### Exercise details
Duplicate the lines of the material below word for word, starting with the line containing "Target: decorative object on shelf" and going on through the line containing "column 547, row 283". Give only those lines.

### Records shown
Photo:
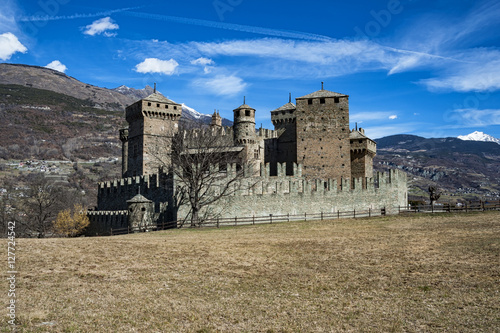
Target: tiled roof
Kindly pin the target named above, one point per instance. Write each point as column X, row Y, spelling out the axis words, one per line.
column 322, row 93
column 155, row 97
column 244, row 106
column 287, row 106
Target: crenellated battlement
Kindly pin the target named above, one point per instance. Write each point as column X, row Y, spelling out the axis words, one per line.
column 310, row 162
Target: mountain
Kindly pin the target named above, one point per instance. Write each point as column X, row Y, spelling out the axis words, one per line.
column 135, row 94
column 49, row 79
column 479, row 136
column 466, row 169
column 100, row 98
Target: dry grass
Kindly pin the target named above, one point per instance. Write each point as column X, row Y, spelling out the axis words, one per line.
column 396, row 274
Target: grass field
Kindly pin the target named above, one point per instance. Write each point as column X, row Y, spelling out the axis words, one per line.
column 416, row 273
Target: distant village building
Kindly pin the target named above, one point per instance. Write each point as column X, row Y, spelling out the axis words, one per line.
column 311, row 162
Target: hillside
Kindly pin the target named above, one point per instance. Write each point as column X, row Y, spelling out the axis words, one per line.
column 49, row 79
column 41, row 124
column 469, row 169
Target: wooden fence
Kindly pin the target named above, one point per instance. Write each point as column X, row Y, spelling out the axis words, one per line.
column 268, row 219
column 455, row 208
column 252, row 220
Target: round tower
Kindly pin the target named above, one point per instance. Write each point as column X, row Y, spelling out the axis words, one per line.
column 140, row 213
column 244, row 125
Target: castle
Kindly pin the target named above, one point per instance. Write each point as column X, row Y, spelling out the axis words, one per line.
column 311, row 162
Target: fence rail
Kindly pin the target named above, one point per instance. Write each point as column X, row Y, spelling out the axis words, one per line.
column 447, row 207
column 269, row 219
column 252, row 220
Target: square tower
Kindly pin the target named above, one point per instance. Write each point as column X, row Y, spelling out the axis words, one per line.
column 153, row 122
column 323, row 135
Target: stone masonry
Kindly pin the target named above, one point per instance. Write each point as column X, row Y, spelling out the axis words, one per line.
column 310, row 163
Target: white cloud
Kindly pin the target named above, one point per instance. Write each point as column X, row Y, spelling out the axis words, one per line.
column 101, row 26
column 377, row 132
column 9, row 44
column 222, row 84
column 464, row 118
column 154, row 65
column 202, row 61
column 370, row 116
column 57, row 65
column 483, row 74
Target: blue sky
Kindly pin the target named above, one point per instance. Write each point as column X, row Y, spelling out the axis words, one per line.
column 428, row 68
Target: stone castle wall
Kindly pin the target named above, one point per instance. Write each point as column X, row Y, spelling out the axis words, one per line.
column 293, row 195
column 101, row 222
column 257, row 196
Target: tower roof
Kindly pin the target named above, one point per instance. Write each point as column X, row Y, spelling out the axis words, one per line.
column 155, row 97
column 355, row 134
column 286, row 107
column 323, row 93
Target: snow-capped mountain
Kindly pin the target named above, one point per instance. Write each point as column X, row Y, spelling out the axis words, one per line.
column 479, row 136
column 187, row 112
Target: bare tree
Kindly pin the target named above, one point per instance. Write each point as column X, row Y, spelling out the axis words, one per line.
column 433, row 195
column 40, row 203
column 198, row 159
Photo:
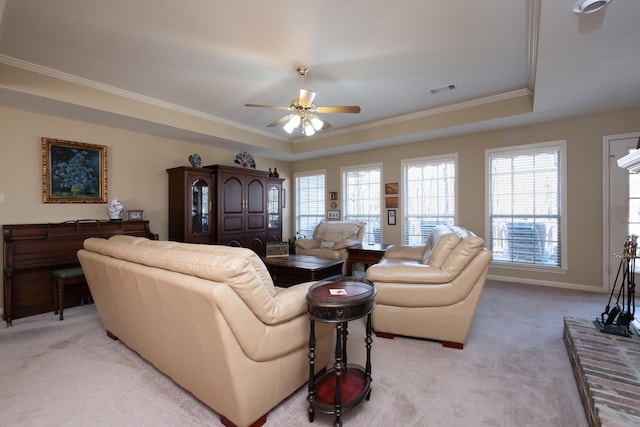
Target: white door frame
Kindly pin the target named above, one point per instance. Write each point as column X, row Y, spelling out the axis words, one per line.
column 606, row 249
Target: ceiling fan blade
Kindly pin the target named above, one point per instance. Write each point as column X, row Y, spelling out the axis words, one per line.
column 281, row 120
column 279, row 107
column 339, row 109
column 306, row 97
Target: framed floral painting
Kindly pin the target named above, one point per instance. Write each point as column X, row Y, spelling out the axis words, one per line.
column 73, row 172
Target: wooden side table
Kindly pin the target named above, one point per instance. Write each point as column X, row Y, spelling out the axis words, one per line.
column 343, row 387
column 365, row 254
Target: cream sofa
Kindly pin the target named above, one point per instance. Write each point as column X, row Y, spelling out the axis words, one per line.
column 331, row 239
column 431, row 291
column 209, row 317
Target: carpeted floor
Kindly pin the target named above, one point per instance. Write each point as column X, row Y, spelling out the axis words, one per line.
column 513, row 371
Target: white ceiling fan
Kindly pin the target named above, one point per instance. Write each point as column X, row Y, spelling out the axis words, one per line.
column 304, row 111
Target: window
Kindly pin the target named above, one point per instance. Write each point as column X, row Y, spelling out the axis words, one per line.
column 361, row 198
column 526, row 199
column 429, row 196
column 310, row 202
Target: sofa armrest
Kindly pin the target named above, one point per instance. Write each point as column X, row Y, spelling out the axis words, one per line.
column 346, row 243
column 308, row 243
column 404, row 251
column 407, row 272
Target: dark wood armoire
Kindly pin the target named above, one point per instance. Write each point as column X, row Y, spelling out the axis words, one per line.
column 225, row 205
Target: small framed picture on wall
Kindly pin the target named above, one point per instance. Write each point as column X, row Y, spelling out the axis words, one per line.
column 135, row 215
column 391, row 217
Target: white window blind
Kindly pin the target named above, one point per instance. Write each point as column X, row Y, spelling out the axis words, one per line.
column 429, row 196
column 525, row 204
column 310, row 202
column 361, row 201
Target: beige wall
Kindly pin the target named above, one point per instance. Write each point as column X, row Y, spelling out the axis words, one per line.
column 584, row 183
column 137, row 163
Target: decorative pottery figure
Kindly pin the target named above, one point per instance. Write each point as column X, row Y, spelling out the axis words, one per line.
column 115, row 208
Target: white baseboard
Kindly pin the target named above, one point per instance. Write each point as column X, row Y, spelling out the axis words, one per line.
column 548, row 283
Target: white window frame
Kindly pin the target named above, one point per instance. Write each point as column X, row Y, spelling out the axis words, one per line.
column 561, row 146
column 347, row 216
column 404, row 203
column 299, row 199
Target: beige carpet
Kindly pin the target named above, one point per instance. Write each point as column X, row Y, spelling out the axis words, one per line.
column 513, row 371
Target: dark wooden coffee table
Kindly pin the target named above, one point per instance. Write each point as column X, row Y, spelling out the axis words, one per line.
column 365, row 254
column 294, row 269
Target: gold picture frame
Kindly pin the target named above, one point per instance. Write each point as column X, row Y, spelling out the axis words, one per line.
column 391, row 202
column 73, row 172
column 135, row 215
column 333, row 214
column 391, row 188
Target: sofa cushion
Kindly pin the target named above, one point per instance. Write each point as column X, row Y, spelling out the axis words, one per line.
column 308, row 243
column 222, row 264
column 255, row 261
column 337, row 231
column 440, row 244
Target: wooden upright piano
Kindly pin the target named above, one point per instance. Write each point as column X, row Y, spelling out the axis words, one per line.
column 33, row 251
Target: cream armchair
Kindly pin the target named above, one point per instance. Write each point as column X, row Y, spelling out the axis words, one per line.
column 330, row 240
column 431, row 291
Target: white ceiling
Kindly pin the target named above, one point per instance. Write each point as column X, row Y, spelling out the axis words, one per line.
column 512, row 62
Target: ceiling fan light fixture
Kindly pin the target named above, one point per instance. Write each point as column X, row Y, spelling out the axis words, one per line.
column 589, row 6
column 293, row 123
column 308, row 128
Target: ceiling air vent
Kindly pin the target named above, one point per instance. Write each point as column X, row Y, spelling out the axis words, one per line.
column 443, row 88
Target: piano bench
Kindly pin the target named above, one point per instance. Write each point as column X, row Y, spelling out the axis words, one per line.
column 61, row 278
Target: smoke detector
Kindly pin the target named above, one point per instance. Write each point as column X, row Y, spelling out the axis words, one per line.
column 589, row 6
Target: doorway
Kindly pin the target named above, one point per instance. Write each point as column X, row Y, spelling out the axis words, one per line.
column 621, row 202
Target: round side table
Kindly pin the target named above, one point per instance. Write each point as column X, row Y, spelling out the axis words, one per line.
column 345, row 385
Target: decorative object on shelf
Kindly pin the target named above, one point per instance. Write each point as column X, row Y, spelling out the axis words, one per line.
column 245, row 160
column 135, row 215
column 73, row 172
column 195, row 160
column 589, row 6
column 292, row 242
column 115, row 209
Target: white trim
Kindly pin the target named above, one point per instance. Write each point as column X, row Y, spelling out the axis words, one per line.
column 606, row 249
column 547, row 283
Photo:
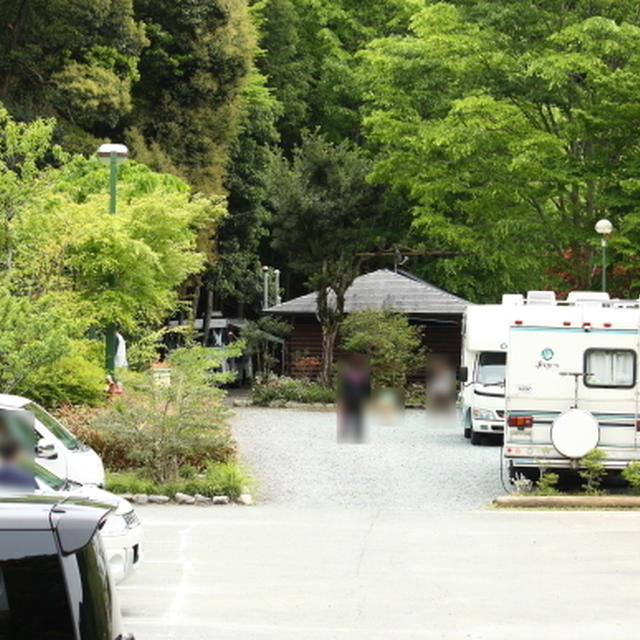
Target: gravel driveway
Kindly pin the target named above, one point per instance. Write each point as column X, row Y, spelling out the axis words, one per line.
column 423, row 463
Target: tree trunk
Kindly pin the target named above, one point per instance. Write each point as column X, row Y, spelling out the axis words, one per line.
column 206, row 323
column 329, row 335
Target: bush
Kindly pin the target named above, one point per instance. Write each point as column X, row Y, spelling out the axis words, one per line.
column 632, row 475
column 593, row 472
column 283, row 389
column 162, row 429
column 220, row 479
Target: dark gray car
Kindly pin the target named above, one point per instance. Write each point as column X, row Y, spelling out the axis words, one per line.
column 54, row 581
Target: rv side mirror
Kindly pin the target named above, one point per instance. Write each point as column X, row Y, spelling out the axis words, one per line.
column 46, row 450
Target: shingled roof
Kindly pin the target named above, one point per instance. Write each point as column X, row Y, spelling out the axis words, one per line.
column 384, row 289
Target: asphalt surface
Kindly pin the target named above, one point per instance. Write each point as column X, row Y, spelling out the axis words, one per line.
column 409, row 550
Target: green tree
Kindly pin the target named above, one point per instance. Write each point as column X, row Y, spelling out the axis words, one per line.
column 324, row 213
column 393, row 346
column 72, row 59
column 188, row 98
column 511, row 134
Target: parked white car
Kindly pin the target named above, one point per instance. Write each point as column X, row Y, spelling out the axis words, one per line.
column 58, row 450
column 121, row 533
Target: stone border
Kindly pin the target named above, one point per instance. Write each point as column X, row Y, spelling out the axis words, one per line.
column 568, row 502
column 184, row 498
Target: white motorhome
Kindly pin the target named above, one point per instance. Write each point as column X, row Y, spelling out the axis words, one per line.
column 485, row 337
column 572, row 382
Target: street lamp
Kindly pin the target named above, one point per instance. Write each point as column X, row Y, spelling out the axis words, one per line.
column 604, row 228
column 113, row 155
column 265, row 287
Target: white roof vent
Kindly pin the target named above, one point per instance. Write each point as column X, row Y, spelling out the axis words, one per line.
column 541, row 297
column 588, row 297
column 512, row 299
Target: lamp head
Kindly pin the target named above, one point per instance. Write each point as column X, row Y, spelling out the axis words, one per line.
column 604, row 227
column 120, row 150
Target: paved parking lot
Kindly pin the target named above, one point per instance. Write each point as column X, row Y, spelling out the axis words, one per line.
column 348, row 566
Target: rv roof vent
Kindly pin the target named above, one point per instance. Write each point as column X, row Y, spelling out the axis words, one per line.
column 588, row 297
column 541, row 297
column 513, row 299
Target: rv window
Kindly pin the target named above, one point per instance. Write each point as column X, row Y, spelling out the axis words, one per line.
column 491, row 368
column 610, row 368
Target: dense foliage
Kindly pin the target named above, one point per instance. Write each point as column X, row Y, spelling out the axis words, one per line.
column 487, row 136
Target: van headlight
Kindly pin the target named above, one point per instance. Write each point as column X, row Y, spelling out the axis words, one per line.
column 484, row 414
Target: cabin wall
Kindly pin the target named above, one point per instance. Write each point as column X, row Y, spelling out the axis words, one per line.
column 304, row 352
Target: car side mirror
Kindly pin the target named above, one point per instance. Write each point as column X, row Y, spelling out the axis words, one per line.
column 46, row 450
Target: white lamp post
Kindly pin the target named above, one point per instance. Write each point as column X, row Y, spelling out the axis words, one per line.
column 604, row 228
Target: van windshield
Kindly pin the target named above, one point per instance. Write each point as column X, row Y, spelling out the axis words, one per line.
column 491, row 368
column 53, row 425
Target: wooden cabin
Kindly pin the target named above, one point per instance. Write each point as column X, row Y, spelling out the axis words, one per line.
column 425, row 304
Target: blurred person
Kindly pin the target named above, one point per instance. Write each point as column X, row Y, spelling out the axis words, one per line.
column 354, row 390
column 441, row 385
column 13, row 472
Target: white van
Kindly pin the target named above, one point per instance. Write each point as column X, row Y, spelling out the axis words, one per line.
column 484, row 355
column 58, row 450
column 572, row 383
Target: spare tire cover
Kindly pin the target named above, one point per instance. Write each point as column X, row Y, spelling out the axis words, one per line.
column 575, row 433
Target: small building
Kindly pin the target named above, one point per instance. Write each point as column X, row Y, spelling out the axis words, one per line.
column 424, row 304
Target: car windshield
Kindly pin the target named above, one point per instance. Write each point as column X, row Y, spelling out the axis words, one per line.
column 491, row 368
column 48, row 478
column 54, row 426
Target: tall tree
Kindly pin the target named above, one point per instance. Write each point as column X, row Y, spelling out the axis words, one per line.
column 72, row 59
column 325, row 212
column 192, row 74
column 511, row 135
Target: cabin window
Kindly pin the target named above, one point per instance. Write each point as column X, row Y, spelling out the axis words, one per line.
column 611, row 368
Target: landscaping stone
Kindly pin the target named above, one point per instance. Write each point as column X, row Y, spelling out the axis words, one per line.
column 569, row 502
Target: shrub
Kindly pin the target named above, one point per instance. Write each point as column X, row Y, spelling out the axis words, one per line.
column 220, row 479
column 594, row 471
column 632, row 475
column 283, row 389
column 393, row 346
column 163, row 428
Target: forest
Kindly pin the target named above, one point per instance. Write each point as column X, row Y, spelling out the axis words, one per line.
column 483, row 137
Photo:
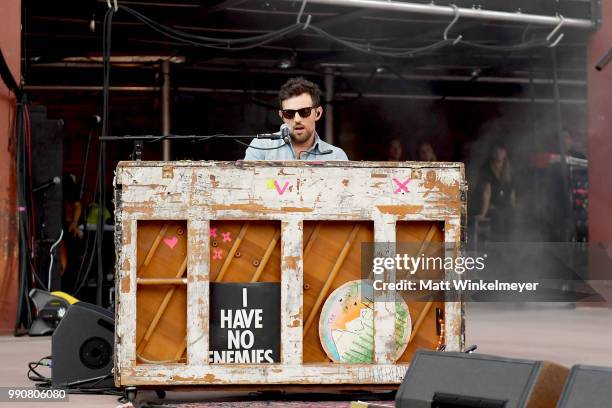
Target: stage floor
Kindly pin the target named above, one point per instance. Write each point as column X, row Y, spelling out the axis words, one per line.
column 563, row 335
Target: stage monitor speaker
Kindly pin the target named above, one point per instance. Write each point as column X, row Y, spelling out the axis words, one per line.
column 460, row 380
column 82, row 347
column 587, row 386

### Answer to the problem
Target: decorative object on shelf
Kindly pin the target named above, one point per instance. Write each point as column X, row Y, spelling out the axis words, one per line.
column 245, row 160
column 135, row 215
column 73, row 172
column 195, row 160
column 589, row 6
column 292, row 242
column 115, row 209
Target: white trim
Kindly pin the target named above, one point per instance. Write each point as column X, row Y, spelling out the axis words, one per line.
column 606, row 249
column 547, row 283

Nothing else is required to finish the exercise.